Aim of the task
Your task is to repeat the records exactly from the line containing "Could you mark the vertical" onward, through the final line.

Task data
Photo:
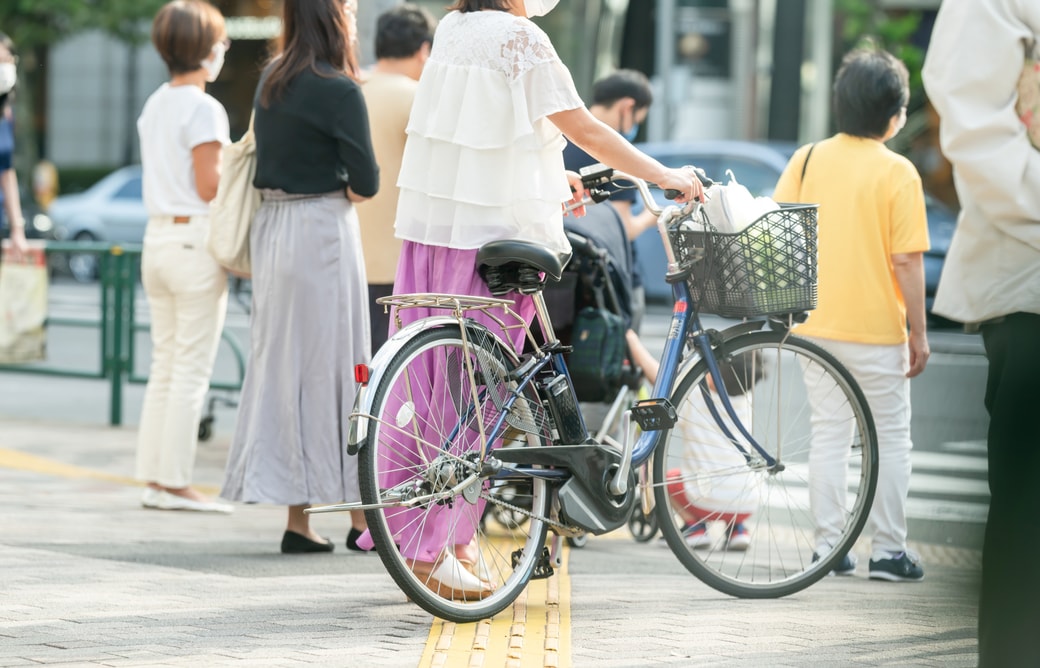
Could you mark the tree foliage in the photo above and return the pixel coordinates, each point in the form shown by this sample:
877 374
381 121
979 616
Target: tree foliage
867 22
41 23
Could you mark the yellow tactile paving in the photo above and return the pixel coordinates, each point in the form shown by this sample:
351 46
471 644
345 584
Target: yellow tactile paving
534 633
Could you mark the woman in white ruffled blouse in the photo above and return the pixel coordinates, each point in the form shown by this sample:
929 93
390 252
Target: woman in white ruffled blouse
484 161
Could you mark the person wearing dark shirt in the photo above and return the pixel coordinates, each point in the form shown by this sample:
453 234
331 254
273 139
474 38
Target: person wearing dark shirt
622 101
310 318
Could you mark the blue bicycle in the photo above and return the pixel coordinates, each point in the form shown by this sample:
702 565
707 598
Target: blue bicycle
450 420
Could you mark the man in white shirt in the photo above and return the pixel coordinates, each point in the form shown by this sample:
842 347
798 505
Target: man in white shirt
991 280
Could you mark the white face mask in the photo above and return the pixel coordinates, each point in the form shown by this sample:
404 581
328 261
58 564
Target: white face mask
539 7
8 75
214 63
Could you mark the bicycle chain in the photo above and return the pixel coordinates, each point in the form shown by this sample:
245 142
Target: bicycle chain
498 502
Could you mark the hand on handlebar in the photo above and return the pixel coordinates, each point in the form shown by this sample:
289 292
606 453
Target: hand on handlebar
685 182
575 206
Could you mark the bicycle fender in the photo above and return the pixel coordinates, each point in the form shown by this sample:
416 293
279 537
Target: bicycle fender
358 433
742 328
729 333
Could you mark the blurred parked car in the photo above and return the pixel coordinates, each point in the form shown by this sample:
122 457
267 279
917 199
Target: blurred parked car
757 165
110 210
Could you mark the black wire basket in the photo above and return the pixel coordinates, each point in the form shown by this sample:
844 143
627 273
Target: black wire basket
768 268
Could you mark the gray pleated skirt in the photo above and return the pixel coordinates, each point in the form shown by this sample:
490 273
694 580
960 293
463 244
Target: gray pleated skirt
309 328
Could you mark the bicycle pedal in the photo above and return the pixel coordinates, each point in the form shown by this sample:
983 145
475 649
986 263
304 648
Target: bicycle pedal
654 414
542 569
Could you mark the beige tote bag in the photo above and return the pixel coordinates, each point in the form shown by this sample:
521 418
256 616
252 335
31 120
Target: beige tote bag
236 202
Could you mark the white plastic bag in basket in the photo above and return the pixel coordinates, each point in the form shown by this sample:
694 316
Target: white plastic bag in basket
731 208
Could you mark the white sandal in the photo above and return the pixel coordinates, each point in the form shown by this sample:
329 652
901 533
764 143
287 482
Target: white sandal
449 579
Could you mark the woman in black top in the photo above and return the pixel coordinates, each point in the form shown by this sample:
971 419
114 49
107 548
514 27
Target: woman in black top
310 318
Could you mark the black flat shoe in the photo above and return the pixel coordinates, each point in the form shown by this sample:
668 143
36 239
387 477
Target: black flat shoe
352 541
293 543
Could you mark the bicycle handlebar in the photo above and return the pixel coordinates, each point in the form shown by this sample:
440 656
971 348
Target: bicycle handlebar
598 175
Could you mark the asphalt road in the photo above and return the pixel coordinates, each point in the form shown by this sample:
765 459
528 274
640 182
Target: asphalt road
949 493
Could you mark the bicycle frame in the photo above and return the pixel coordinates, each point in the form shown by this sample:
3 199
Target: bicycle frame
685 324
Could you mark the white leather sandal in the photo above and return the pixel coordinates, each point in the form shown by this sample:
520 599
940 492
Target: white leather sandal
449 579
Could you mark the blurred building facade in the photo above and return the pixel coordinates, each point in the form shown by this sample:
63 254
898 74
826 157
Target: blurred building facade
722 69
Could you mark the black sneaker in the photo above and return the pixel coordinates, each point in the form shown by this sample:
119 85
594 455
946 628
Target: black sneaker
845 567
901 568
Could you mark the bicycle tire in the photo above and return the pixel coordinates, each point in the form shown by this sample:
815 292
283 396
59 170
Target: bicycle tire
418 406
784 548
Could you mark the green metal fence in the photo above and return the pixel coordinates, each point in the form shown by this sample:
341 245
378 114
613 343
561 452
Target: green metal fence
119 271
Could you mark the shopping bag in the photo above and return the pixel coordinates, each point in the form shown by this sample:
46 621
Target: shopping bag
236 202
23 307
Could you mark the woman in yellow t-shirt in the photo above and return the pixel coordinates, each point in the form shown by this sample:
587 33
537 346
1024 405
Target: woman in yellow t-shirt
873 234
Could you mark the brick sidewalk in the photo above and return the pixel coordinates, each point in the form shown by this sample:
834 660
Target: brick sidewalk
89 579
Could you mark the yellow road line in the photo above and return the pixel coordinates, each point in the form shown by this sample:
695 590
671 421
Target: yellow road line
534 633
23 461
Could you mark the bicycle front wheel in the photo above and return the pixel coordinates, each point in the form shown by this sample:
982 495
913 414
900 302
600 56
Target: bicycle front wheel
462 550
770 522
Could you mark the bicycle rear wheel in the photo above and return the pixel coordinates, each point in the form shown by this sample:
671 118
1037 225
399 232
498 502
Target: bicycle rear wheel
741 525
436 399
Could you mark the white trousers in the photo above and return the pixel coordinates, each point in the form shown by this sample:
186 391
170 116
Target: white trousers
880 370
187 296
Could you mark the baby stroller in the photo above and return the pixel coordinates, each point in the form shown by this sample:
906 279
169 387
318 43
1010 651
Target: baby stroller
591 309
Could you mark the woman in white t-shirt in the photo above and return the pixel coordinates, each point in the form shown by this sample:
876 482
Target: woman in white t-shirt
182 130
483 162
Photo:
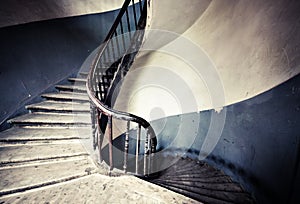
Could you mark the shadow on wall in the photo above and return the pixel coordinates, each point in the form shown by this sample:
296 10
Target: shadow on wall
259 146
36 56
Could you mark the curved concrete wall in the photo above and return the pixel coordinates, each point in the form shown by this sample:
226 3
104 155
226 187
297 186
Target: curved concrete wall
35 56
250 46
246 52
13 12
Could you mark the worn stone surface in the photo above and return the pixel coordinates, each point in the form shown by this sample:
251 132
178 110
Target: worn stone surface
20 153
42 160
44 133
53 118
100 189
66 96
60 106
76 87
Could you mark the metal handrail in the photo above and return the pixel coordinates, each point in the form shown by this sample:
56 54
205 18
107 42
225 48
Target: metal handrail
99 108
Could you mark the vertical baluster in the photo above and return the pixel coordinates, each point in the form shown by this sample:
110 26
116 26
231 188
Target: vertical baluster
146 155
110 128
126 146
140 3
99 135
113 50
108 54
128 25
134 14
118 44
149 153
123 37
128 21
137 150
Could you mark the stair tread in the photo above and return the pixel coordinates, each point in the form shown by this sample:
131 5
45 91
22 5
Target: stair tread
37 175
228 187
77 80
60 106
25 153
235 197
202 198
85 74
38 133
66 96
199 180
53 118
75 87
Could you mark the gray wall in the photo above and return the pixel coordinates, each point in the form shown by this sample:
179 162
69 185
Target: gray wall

Response
Could you mark the vertical baluster in the photo above and return the pixel coordinates, each point in the form shown by this sample:
110 26
116 26
231 188
Target: vertical baluster
146 155
110 128
126 146
140 3
99 135
113 50
108 54
128 25
134 14
118 44
149 153
123 37
128 21
137 150
Could you mark the stair tread in the photo above and return the pixel coordinates, each point in the form shown by this sample:
131 5
45 91
22 5
Target: stair tread
37 175
228 187
77 80
60 106
25 153
235 197
202 198
85 74
38 133
66 96
199 180
53 118
75 87
Could you mark the gray wall in the photo above and return the pixel coordinates, each point in the form shown by this sample:
179 162
69 185
Target: gray wall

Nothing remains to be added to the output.